The Web Video Launchpad can now be removed! (It has been added to the "Channel Providers" checklist along with Netflix, et al.)

Thanx to JoeKustra for passing this along on the AVSForum thread yesterday.


----------



## jrtroo (Feb 4, 2008)

Yipee. 

For me, the slowness of these applications is the kiss of death. I can deal with netflix as I'm not surfing for content, I'm just hitting play. But these new offerings are too much like AOL in 1995.


----------



## ahwman (Jan 24, 2013)

chiguy50 said:


> The Web Video Launchpad can now be removed! (It has been added to the "Channel Providers" checklist along with Netflix, et al.)
> 
> Thanx to JoeKustra for passing this along on the AVSForum thread yesterday.


Thanks for the heads up! I'm so glad to be rid of that thing cluttering up myTiVo...


----------



## crxssi (Apr 5, 2010)

chiguy50 said:


> The Web Video Launchpad can now be removed! (It has been added to the "Channel Providers" checklist along with Netflix, et al.)
> 
> Thanx to JoeKustra for passing this along on the AVSForum thread yesterday.


Thanks so much for that information! This is great news for so many reasons:

* It doesn't matter if you like Launchpad or not, you now have control to remove it. This is a good thing, all by itself.

* Less clutter in your "My Shows" (now can they just get rid of that stupid "HD Recordings" folder?? )

* It shows that feedback to TiVo *works*.

* It means that TiVo listened and *cared*.

* It helps to set a tone of TiVo owners being more than just numbers or statistics. Maybe the next time before something is added or changed like that, TiVo will consider making it an option instead of forcing it on everyone.

Thank you, TiVo. I now need to follow-up to TiVo with thanks Email... positive feedback is just as important as negative. I invite others to do so too.


----------



## sharkster (Jul 3, 2004)

chiguy50 said:


> The Web Video Launchpad can now be removed! (It has been added to the "Channel Providers" checklist along with Netflix, et al.)
> 
> Thanx to JoeKustra for passing this along on the AVSForum thread yesterday.


Awesome! Thanks for letting us know here.

Furthermore, I don't understand the vitriol from some about this issue. I cannot speak for anybody else, but all I wanted was to not have stuff cluttering up my 'my shows' list that I didn't want there.

I never complained because I didn't want anybody else to have this service. I just want to be able to view the content on MY Tivos that I choose, not to make anybody else's choices.

It's bad enough that I had to delete all folders just to get rid of that ridiculously redundant 'HD shows' folder. If that's what it takes and some people like that folder, fine.

I just don't think anybody is trying to take anything away from anybody. We just want appropriate control over what clutters up our screens that we don't use.


----------



## Goober96 (Jun 28, 2005)

sharkster said:


> It's bad enough that I had to delete all folders just to get rid of that ridiculously redundant 'HD shows' folder.


Wait, just so the one folder wouldn't "clutter" your My Shows, you removed all other folders so now your My Shows is cluttered with individual episodes? Yeah, that makes sense. More power to you, though, if that's what you want.


----------



## crxssi (Apr 5, 2010)

Goober96 said:


> Wait, just so the one folder wouldn't "clutter" your My Shows, you removed all other folders so now your My Shows is cluttered with individual episodes? Yeah, that makes sense. More power to you, though, if that's what you want.

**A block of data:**
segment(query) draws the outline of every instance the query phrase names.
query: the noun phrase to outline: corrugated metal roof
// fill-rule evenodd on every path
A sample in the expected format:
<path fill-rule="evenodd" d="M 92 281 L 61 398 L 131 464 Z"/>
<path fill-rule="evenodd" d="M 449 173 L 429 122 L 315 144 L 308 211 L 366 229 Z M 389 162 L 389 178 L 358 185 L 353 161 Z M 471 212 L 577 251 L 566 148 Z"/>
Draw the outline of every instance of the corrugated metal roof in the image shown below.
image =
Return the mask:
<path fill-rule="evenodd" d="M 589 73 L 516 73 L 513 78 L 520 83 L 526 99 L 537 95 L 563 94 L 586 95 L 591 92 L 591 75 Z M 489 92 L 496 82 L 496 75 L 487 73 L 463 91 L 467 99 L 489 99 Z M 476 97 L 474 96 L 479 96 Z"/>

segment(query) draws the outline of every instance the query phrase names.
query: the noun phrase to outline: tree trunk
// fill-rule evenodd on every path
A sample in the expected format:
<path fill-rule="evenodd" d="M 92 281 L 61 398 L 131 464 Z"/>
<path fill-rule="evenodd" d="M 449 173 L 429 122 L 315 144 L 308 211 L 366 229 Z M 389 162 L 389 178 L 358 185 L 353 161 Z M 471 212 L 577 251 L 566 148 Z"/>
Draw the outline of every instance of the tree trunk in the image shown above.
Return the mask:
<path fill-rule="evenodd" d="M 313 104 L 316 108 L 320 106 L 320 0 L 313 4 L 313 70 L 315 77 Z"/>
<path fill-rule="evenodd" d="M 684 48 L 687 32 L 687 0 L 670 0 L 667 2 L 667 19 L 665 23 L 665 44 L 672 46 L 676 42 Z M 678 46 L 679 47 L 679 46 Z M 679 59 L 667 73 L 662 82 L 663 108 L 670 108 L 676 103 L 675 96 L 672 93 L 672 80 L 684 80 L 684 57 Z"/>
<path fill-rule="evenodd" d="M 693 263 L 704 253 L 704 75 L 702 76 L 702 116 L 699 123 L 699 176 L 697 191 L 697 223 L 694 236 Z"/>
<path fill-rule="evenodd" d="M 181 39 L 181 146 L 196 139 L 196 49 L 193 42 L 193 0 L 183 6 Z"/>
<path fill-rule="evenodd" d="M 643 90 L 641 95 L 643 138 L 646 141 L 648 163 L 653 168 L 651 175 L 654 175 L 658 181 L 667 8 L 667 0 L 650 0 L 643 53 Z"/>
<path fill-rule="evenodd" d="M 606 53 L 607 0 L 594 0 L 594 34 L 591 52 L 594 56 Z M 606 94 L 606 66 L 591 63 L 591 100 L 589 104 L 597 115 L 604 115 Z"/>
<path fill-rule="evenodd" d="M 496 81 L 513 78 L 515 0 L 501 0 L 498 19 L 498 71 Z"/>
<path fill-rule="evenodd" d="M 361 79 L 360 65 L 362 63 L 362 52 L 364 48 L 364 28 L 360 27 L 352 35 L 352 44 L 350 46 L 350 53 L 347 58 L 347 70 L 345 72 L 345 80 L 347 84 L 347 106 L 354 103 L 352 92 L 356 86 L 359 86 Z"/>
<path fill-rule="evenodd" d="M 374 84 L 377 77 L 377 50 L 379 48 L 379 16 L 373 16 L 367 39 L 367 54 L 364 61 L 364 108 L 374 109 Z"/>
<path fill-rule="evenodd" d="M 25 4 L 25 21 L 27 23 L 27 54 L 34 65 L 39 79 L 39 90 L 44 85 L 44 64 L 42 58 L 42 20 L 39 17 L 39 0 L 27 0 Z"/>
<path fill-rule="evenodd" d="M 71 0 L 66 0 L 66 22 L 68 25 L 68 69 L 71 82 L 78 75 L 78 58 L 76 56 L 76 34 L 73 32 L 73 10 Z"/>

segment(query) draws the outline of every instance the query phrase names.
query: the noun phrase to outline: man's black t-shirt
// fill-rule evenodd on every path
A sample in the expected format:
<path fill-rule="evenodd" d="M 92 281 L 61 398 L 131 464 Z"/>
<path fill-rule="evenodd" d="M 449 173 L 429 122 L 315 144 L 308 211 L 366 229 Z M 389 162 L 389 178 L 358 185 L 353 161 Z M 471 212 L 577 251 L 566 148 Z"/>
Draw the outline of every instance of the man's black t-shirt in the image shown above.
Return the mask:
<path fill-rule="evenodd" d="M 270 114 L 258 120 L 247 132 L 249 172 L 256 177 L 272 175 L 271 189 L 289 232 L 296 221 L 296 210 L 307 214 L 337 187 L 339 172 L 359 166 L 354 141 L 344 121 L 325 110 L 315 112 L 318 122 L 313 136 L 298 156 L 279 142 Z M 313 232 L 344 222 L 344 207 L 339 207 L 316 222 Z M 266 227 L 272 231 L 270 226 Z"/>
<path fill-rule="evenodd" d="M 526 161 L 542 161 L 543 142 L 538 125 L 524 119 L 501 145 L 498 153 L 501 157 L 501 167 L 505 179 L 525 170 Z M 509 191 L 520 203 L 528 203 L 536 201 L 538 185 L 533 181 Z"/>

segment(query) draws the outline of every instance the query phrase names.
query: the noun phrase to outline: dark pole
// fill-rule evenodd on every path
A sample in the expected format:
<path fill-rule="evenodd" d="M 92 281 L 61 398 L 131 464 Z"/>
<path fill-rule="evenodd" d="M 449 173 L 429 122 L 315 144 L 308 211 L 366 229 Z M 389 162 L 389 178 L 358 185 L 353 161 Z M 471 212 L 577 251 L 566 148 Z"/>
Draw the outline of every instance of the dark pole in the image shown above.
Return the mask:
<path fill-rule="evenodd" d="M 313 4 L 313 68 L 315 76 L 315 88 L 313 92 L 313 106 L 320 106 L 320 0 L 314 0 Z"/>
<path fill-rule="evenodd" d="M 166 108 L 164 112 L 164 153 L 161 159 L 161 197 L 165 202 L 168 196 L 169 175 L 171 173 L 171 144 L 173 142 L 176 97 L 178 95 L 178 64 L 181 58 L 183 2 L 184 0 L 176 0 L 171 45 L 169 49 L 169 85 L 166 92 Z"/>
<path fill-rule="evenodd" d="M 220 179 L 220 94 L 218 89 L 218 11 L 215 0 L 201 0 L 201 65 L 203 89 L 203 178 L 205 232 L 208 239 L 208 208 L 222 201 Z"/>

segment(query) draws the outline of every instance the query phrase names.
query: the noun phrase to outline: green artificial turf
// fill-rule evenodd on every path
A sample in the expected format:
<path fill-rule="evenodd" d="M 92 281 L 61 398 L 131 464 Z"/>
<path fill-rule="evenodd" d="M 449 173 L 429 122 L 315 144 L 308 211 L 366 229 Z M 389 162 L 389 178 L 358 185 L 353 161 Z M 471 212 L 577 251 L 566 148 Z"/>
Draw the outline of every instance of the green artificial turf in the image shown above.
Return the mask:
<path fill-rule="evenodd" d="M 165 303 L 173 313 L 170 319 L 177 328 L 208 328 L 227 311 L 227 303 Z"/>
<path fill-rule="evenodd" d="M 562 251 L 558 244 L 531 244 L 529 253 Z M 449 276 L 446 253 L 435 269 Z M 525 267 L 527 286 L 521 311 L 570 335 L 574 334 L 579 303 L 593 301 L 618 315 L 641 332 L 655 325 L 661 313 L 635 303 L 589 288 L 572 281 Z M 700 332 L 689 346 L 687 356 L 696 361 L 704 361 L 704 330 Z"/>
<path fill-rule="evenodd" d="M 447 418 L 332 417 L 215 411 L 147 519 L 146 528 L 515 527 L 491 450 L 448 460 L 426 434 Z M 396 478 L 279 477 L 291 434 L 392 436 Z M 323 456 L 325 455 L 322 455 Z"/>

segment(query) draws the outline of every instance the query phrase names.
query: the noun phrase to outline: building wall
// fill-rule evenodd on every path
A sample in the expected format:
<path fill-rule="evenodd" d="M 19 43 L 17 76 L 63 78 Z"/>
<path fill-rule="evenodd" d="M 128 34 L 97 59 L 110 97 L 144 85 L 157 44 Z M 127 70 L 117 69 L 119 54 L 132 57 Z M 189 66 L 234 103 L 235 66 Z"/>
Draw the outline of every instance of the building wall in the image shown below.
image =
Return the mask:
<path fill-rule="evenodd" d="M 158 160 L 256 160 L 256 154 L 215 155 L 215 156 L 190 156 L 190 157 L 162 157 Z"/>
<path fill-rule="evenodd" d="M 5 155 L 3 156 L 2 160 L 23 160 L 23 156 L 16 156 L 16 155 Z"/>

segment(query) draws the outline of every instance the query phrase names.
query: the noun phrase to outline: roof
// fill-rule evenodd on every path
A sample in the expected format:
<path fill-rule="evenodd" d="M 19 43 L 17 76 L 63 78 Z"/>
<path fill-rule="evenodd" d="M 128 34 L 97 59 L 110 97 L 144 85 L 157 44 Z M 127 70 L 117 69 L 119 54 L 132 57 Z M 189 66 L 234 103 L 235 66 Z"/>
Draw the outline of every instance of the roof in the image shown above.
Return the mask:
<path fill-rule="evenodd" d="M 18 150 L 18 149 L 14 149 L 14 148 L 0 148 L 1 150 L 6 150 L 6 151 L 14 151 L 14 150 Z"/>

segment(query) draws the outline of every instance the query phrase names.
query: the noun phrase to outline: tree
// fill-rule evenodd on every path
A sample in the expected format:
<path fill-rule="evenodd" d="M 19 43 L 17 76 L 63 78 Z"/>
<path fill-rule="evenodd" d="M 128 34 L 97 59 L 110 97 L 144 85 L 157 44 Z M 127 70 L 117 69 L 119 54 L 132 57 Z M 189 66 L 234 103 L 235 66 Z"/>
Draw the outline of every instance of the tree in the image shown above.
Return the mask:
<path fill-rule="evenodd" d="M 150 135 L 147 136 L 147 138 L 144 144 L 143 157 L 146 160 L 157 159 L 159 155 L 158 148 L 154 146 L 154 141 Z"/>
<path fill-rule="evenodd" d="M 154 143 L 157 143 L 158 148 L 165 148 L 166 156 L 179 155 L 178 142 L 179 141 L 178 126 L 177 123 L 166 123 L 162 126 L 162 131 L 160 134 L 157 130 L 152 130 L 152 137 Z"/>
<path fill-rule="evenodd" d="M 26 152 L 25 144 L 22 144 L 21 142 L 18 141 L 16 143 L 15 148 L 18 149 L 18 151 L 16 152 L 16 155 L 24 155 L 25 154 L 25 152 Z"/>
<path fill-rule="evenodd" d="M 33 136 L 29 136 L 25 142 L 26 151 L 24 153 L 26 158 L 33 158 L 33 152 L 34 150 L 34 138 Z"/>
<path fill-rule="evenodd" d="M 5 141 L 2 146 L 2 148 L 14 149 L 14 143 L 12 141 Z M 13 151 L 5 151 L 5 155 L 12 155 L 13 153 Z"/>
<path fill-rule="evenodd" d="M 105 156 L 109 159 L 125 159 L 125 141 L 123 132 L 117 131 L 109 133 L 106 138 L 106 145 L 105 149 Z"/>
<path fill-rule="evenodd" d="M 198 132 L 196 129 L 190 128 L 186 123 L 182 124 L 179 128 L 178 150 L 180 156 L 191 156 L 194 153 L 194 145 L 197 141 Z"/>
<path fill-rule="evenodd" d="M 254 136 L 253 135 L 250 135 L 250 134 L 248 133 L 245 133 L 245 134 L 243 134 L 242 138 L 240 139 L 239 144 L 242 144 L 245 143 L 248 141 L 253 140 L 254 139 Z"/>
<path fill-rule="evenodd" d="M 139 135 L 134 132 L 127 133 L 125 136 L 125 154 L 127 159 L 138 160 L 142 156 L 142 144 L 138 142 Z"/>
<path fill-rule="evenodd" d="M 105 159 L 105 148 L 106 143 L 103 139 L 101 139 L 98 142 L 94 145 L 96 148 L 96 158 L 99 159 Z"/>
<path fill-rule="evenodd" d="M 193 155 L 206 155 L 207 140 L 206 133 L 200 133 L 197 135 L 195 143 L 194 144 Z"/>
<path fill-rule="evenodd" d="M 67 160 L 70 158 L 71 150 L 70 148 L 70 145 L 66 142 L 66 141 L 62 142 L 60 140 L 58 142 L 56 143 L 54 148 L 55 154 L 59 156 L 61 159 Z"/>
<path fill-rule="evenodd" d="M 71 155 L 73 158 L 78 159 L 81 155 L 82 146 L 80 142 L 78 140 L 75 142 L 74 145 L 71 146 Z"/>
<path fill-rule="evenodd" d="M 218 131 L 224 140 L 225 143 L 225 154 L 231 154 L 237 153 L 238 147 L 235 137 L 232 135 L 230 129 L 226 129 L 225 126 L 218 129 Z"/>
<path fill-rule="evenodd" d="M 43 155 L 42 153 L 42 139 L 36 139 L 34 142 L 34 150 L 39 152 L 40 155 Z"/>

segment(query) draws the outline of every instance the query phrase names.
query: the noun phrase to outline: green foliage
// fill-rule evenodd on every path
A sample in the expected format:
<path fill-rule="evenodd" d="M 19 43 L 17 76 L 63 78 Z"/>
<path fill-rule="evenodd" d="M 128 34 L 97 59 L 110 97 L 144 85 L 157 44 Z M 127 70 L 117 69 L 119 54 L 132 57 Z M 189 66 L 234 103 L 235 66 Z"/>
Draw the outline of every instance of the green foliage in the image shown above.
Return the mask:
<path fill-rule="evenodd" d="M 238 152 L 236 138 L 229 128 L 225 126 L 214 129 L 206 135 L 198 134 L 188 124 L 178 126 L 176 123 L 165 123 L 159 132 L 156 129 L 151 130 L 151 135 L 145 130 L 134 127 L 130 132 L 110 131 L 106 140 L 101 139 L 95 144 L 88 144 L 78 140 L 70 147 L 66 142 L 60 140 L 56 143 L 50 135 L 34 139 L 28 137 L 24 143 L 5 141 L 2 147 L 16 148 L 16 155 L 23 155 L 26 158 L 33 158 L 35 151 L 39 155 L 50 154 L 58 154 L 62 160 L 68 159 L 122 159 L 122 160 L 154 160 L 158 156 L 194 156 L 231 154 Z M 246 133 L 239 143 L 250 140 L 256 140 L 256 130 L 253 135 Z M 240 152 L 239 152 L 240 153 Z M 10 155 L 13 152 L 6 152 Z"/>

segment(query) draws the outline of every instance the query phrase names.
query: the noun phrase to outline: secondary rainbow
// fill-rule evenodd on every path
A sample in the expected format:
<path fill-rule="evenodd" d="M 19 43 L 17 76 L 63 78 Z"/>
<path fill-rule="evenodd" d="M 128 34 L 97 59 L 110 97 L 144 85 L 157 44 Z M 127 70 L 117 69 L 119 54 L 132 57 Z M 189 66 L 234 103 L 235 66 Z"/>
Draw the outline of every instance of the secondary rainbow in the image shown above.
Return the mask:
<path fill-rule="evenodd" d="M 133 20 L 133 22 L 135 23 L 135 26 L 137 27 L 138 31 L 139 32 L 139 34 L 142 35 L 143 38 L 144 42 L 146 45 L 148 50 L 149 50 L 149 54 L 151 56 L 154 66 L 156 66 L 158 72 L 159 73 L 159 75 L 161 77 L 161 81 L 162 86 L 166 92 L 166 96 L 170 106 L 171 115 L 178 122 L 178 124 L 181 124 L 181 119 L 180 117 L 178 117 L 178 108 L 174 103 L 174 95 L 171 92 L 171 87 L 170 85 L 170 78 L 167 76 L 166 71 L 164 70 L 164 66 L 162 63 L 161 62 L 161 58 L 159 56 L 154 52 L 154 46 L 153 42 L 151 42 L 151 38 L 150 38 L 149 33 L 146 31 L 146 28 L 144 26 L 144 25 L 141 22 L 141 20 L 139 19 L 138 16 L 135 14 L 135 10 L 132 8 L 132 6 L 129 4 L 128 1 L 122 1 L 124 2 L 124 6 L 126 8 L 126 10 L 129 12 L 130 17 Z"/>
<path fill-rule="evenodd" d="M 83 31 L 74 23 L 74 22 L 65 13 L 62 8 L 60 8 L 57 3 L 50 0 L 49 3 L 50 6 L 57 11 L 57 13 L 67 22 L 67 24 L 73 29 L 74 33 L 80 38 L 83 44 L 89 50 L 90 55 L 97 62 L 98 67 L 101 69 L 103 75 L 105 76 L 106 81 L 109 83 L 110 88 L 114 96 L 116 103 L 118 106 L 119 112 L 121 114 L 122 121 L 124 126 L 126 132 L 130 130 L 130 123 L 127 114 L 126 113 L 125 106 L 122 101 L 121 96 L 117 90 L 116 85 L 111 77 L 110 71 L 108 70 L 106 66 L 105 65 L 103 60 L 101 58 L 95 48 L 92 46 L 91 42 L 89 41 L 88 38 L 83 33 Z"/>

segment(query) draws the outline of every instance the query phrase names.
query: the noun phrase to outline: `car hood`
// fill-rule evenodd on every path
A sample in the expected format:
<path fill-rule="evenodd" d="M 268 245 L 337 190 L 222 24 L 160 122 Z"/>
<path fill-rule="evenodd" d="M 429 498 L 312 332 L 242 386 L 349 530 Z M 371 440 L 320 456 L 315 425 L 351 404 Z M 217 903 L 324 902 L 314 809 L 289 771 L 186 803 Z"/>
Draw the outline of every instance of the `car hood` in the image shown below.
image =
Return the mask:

**THE REQUEST:**
According to the forum thread, the Web Video Launchpad has been added to which checklist? The data is separate material and has no connection to the forum thread.

**OUTPUT BELOW:**
The "Channel Providers" checklist.